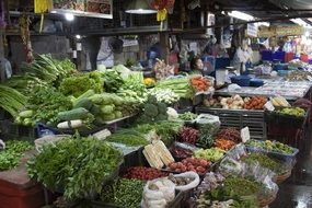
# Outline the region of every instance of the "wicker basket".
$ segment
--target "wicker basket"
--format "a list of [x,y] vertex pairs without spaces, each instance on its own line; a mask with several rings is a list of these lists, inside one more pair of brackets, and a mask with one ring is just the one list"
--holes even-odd
[[291,175],[291,171],[284,173],[282,175],[277,175],[275,178],[276,184],[281,184]]

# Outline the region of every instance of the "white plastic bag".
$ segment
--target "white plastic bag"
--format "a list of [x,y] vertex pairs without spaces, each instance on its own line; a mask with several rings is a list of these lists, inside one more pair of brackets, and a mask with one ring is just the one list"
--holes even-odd
[[[158,189],[150,189],[151,185]],[[175,184],[167,178],[149,181],[143,188],[142,208],[165,208],[175,198]]]
[[199,175],[193,171],[188,171],[188,172],[185,172],[185,173],[181,173],[181,174],[175,174],[173,175],[174,177],[188,177],[188,178],[194,178],[193,182],[190,182],[189,184],[185,185],[185,186],[175,186],[175,189],[176,190],[189,190],[192,188],[195,188],[198,186],[199,184]]

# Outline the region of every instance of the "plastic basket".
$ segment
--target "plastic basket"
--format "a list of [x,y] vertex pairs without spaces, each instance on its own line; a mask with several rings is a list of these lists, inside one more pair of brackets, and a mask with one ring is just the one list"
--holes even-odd
[[251,84],[251,78],[247,76],[235,76],[231,78],[231,82],[240,86],[249,86]]
[[[264,142],[264,141],[261,141]],[[274,152],[274,151],[268,151],[265,149],[261,149],[261,148],[253,148],[253,147],[249,147],[246,146],[246,150],[249,152],[263,152],[266,153],[269,157],[276,158],[276,159],[280,159],[284,161],[289,161],[289,160],[294,160],[296,155],[298,154],[299,150],[297,148],[292,148],[292,152],[291,154],[286,154],[286,153],[280,153],[280,152]]]

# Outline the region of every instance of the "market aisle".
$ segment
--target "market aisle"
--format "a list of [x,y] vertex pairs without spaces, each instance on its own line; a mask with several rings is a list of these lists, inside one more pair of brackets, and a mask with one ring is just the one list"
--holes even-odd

◆ ◆ ◆ ◆ ◆ ◆ ◆

▶ _EXERCISE AIM_
Pull out every line of the material that contains the string "target".

▶ _EXERCISE RESULT_
--target "wicker basket"
--target "white plastic bag"
--target "plastic basket"
--target "market aisle"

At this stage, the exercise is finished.